Little Miss, if you look at previous threads on AAM you will see that non-payment of fees is not the answer - you will be cutting off your nose to spite your face.

There is a solution to your problems but that solution will have to involve YOU. You (and any neighbours you can rustle up) must become personally involved in the running of your management company. There are no short cuts. No magic wands. And this isn't a problem you can simply report to someone else to sort.  

When you signed the lease to buy your apartment you in effect joined the management company.  You will also have agreed to pay any maintenance fees associated with the development. So you will not have a leg to stand on legally if you refuse to pay them in the future. All you will be doing is adding even more debt to your own development. And that is only going to harm you in the end.

I do have sympathy for you. This is an awful situation, and it sounds like your development has been run appallingly. But try and turn your anger and energies down a more productive path.

Read previous threads on AAM about this. Check out the Apartment Owners Network ([broken link removed]). The NCA also have an informative site ([broken link removed]) and the book previously mentioned is full of good advice as well.  

And as previous posters have said - make sure you attend the EGM.  But please try and get yourself savvy on how management companies work before you do so.

++++++++++++++++++++

• TASK LIST:
1) Answer these questions from the forum reply, one line each:
(a) What does the forum reply say a buyer in effect joined by signing the lease?
(b) Which meeting does the forum reply urge attending?
(c) Which network does the forum reply suggest checking out?
2) List every source of information or advice that the forum reply recommends reading or checking.

++++++++++++++++++++

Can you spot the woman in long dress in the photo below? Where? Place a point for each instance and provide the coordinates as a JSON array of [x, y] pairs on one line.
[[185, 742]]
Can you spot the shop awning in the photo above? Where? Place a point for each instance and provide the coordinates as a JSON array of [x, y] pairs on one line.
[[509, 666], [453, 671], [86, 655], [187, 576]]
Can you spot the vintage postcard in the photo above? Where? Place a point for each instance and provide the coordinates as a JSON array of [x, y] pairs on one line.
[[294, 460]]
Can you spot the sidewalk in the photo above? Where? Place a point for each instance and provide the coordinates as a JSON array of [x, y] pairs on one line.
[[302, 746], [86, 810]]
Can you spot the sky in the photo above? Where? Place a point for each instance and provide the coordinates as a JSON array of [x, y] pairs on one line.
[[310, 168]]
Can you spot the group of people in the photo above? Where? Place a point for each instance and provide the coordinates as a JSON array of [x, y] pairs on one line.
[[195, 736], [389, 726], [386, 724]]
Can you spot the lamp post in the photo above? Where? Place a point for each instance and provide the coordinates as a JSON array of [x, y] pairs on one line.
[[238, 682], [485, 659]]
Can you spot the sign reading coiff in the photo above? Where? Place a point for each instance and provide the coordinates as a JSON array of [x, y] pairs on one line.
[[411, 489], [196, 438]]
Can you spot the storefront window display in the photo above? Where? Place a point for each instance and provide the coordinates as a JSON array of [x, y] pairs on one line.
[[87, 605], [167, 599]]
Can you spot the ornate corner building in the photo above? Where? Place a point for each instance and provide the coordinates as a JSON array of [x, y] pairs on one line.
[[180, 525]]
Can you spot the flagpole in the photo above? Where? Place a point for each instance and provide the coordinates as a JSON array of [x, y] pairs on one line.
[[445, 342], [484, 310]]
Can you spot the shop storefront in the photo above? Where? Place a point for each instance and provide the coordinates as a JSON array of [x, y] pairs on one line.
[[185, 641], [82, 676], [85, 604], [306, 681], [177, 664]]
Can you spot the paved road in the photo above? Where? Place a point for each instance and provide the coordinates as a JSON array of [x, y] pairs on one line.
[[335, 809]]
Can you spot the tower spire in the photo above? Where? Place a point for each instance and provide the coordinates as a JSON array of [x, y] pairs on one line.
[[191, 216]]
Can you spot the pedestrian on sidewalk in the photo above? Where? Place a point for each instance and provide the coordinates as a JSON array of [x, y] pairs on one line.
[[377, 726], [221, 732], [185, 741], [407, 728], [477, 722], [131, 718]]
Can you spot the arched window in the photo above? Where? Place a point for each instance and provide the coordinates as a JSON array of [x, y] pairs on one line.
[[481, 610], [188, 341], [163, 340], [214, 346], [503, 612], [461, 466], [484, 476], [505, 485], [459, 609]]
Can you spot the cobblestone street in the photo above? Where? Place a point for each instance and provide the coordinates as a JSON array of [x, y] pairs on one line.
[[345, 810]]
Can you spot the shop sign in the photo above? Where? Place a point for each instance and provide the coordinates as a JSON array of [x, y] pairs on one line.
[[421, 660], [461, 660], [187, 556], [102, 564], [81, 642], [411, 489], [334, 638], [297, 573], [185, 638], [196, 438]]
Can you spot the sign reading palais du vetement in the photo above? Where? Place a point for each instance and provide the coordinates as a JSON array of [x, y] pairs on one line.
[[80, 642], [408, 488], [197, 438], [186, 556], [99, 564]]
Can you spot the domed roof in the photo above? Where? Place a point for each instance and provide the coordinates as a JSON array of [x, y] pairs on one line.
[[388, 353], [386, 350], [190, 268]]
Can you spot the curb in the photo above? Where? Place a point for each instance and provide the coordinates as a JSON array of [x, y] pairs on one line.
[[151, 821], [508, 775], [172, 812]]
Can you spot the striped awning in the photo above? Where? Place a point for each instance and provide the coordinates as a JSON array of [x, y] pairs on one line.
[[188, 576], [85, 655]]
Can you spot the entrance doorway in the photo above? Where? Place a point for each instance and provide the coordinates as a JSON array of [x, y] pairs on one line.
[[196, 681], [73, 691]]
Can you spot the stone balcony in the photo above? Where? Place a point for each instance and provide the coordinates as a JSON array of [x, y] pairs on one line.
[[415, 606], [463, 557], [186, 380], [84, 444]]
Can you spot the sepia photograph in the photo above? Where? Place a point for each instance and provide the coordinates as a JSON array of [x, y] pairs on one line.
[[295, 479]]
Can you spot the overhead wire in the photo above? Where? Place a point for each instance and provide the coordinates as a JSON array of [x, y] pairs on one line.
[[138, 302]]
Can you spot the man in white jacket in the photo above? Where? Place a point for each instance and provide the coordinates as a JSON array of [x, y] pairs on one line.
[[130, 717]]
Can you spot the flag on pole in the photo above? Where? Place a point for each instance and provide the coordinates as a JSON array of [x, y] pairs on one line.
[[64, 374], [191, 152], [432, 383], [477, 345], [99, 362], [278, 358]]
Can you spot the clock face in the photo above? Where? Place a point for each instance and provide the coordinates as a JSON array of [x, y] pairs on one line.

++++++++++++++++++++

• ANSWER LIST:
1)
(a) The management company.
(b) The EGM.
(c) The Apartment Owners Network.

2)
- Previous threads on AAM
- The Apartment Owners Network
- The NCA's site
- The book previously mentioned